[Saved entries]
——
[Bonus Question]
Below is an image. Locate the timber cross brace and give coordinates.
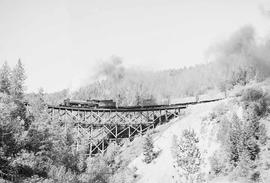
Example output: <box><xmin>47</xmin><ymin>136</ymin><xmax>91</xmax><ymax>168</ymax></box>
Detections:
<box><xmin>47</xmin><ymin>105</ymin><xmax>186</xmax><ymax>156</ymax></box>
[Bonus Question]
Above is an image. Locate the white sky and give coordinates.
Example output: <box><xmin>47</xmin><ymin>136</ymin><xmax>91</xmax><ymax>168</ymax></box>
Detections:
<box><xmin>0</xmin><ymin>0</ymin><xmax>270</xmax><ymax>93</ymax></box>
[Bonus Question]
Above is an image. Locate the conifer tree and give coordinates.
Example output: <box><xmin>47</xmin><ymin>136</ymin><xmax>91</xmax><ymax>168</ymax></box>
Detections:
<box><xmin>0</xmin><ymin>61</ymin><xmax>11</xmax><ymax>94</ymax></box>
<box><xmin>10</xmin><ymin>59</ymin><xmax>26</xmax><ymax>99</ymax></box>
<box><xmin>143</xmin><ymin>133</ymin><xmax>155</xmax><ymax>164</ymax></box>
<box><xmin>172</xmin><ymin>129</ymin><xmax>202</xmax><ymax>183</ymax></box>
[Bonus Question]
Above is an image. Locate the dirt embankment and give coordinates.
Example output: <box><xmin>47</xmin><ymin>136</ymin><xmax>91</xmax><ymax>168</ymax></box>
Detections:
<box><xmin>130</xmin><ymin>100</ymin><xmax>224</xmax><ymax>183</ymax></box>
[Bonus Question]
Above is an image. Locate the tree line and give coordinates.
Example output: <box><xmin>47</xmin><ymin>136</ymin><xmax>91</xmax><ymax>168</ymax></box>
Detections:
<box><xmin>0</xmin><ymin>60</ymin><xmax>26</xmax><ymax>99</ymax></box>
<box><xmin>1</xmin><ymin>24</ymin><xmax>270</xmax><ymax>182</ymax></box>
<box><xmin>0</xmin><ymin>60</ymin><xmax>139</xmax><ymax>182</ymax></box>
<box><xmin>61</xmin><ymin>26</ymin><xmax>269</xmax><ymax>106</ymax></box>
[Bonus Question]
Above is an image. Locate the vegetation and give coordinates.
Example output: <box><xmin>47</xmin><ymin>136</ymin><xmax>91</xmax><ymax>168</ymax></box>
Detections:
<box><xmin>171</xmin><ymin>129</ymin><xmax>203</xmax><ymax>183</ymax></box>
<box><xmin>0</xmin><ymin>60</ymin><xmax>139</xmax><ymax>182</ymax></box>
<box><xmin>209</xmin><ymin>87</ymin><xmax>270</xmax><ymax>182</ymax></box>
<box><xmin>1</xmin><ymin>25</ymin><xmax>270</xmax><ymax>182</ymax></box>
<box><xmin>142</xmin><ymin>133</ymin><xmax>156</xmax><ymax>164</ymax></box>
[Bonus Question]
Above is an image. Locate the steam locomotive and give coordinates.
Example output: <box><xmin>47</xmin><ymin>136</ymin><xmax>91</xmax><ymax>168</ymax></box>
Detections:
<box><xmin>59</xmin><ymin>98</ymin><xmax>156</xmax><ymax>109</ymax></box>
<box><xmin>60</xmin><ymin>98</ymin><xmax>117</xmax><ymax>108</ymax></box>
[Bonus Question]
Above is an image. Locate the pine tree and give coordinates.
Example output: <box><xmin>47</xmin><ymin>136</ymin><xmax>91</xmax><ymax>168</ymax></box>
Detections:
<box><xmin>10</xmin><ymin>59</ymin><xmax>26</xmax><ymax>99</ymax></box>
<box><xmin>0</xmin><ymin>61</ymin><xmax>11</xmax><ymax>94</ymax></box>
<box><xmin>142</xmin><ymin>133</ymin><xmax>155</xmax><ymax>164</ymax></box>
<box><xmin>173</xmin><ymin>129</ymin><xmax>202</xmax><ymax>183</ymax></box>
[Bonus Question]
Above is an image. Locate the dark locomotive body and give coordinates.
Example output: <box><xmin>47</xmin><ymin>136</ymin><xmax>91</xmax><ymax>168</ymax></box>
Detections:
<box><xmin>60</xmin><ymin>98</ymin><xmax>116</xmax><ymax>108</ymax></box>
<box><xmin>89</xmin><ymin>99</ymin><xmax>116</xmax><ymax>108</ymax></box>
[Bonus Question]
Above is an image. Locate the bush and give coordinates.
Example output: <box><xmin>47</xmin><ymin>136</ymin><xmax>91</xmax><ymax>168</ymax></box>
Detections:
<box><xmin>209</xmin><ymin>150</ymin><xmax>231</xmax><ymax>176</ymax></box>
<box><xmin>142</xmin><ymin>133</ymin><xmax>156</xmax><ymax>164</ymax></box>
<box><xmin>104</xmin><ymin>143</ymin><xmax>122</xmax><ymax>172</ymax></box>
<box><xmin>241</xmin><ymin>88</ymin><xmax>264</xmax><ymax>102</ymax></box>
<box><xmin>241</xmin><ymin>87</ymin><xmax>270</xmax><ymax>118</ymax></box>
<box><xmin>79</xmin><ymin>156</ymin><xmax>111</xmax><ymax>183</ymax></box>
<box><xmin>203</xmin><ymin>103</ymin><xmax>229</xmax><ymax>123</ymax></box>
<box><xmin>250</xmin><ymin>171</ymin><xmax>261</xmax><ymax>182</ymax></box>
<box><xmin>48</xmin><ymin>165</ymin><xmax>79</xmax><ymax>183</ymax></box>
——
* **Your goal**:
From the first line to the last, set down the records word for word and drop the images.

* **Solution**:
[Bonus Question]
Below is an image. Locate the timber cross brace and give coordinates.
Example output: <box><xmin>47</xmin><ymin>136</ymin><xmax>91</xmax><ymax>168</ymax></box>
Detections:
<box><xmin>47</xmin><ymin>105</ymin><xmax>186</xmax><ymax>156</ymax></box>
[Bonus Question]
Above is an image. Locate the white sky and give coordinates.
Example output: <box><xmin>47</xmin><ymin>136</ymin><xmax>91</xmax><ymax>168</ymax></box>
Detections:
<box><xmin>0</xmin><ymin>0</ymin><xmax>270</xmax><ymax>93</ymax></box>
[Bonus Question]
Above is an image. Locate the conifer tree and give coordinates.
Example output: <box><xmin>47</xmin><ymin>136</ymin><xmax>91</xmax><ymax>168</ymax></box>
Detections:
<box><xmin>0</xmin><ymin>61</ymin><xmax>11</xmax><ymax>94</ymax></box>
<box><xmin>10</xmin><ymin>59</ymin><xmax>26</xmax><ymax>99</ymax></box>
<box><xmin>143</xmin><ymin>133</ymin><xmax>155</xmax><ymax>164</ymax></box>
<box><xmin>172</xmin><ymin>129</ymin><xmax>202</xmax><ymax>183</ymax></box>
[Bonus Question]
Above is an image. Locate the dirt embankment and give coordinates.
Example output: <box><xmin>47</xmin><ymin>136</ymin><xmax>91</xmax><ymax>168</ymax></box>
Detections:
<box><xmin>130</xmin><ymin>100</ymin><xmax>224</xmax><ymax>183</ymax></box>
[Bonus Question]
Above is an image. Locate the tree line and give coordinates.
Example output: <box><xmin>47</xmin><ymin>136</ymin><xmax>91</xmax><ymax>168</ymax></box>
Detections:
<box><xmin>0</xmin><ymin>60</ymin><xmax>26</xmax><ymax>99</ymax></box>
<box><xmin>1</xmin><ymin>24</ymin><xmax>270</xmax><ymax>182</ymax></box>
<box><xmin>0</xmin><ymin>60</ymin><xmax>139</xmax><ymax>182</ymax></box>
<box><xmin>61</xmin><ymin>26</ymin><xmax>269</xmax><ymax>106</ymax></box>
[Bonus Question]
Above is an image. Locate the vegetation and give coordinates.
Example output: <box><xmin>47</xmin><ymin>136</ymin><xmax>91</xmax><ymax>168</ymax></box>
Detections:
<box><xmin>171</xmin><ymin>129</ymin><xmax>203</xmax><ymax>183</ymax></box>
<box><xmin>0</xmin><ymin>60</ymin><xmax>139</xmax><ymax>182</ymax></box>
<box><xmin>209</xmin><ymin>87</ymin><xmax>270</xmax><ymax>182</ymax></box>
<box><xmin>1</xmin><ymin>25</ymin><xmax>270</xmax><ymax>182</ymax></box>
<box><xmin>142</xmin><ymin>133</ymin><xmax>156</xmax><ymax>164</ymax></box>
[Bonus Question]
Above is an image. Locate the steam locomotive and give coordinates.
Example output: <box><xmin>47</xmin><ymin>136</ymin><xmax>91</xmax><ymax>168</ymax></box>
Detections:
<box><xmin>59</xmin><ymin>98</ymin><xmax>156</xmax><ymax>109</ymax></box>
<box><xmin>60</xmin><ymin>98</ymin><xmax>117</xmax><ymax>108</ymax></box>
[Bonus Question]
Above is an image. Locate the pine tree and give coordinates.
Example output: <box><xmin>47</xmin><ymin>136</ymin><xmax>91</xmax><ymax>168</ymax></box>
Detections:
<box><xmin>10</xmin><ymin>59</ymin><xmax>26</xmax><ymax>99</ymax></box>
<box><xmin>0</xmin><ymin>61</ymin><xmax>11</xmax><ymax>94</ymax></box>
<box><xmin>142</xmin><ymin>133</ymin><xmax>155</xmax><ymax>164</ymax></box>
<box><xmin>173</xmin><ymin>129</ymin><xmax>202</xmax><ymax>183</ymax></box>
[Bonus Question]
Above is an image. Locate the dark locomotive body and give coordinates.
Example output: <box><xmin>47</xmin><ymin>136</ymin><xmax>91</xmax><ymax>168</ymax></box>
Detections:
<box><xmin>60</xmin><ymin>98</ymin><xmax>116</xmax><ymax>108</ymax></box>
<box><xmin>89</xmin><ymin>99</ymin><xmax>116</xmax><ymax>108</ymax></box>
[Bonus Question]
Above is an image. Locate the bush and give coordinates.
Example output: <box><xmin>47</xmin><ymin>136</ymin><xmax>91</xmax><ymax>168</ymax></box>
Detections:
<box><xmin>209</xmin><ymin>150</ymin><xmax>231</xmax><ymax>176</ymax></box>
<box><xmin>142</xmin><ymin>133</ymin><xmax>156</xmax><ymax>164</ymax></box>
<box><xmin>104</xmin><ymin>143</ymin><xmax>122</xmax><ymax>172</ymax></box>
<box><xmin>241</xmin><ymin>88</ymin><xmax>264</xmax><ymax>102</ymax></box>
<box><xmin>241</xmin><ymin>87</ymin><xmax>270</xmax><ymax>118</ymax></box>
<box><xmin>79</xmin><ymin>156</ymin><xmax>111</xmax><ymax>183</ymax></box>
<box><xmin>203</xmin><ymin>103</ymin><xmax>229</xmax><ymax>123</ymax></box>
<box><xmin>250</xmin><ymin>171</ymin><xmax>261</xmax><ymax>182</ymax></box>
<box><xmin>48</xmin><ymin>165</ymin><xmax>79</xmax><ymax>183</ymax></box>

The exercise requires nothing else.